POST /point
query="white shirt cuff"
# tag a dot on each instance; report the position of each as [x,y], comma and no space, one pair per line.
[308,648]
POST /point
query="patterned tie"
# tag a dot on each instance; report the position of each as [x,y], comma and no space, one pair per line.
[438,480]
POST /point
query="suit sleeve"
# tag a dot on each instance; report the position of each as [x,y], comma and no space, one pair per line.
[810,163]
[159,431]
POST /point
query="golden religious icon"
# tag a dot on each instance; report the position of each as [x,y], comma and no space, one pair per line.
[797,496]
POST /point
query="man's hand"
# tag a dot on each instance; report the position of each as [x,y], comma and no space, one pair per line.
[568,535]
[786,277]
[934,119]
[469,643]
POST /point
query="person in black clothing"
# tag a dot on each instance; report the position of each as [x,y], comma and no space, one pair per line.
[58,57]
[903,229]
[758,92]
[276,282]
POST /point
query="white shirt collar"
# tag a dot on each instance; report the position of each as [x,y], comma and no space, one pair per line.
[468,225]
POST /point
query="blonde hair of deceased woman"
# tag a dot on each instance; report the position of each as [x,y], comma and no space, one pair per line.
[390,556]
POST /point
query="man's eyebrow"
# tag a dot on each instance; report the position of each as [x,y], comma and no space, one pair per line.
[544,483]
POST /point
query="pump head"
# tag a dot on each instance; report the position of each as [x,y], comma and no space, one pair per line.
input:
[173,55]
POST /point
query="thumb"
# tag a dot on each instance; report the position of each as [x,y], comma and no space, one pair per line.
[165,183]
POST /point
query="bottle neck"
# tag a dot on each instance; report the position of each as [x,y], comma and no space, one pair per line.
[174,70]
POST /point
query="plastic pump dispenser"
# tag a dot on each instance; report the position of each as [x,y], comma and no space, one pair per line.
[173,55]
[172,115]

Problem description: Please rewrite all the entries above, replacing every "tag a dot" with "place a marker" and leaving everything else unchanged.

Response:
POST /point
query="white shirt cuff"
# place a marker on each instance; report the position of each as [x,y], comma and no space, one pair per line.
[308,648]
POST /point
query="patterned tie"
# place a marker on each instance; report the position of each as [x,y], comma and no space, one pair per line.
[438,480]
POST /point
query="suit sleeve"
# place a marker on each instance; report the position of each as [x,y], comma and no space, one pair per line.
[810,163]
[159,431]
POST /point
query="golden religious icon"
# place a marker on each instance; report the position of each as [x,y], comma and no space, one pair per line.
[797,496]
POST /point
query="man's hand"
# place a marker on each instance; report the position of each as [x,y], comma and no space, one pair per line.
[568,535]
[786,277]
[934,119]
[469,643]
POST /point
query="person in black clothing"
# place a marker on each instance; report the position of each as [x,y], comma and no space, one pair per line.
[58,57]
[903,229]
[758,92]
[276,282]
POST /point
query="white shirt collar"
# place a marker on each instance; report the position of each as [x,y], comma and no space, one pair per line.
[468,225]
POST /point
query="blonde hair of deceased woman"
# place a marker on each instance; report the position of each as [x,y], comma and no space, one pair per line.
[390,556]
POST /point
query="man's eyebrow"
# place a marker on each instance; report the position of each as [x,y], comma and no space, one pair per line.
[544,483]
POST /point
query="pump head"
# place a marker on each instance; report the position of each as [x,y], comma and no space, one pair per line.
input:
[173,55]
POST /point
query="thumb"
# place a marker on each instance; report the position of each as [x,y], comma and no space, one pair per line.
[165,183]
POST /point
query="bottle neck"
# place a marker on each instance; report the position of each as [x,y], comma and no space, one pair per line.
[174,70]
POST /point
query="plastic pump dispenser"
# place a marker on each instance; report the position of each as [x,y], comma and no space, one pair per line.
[173,55]
[172,115]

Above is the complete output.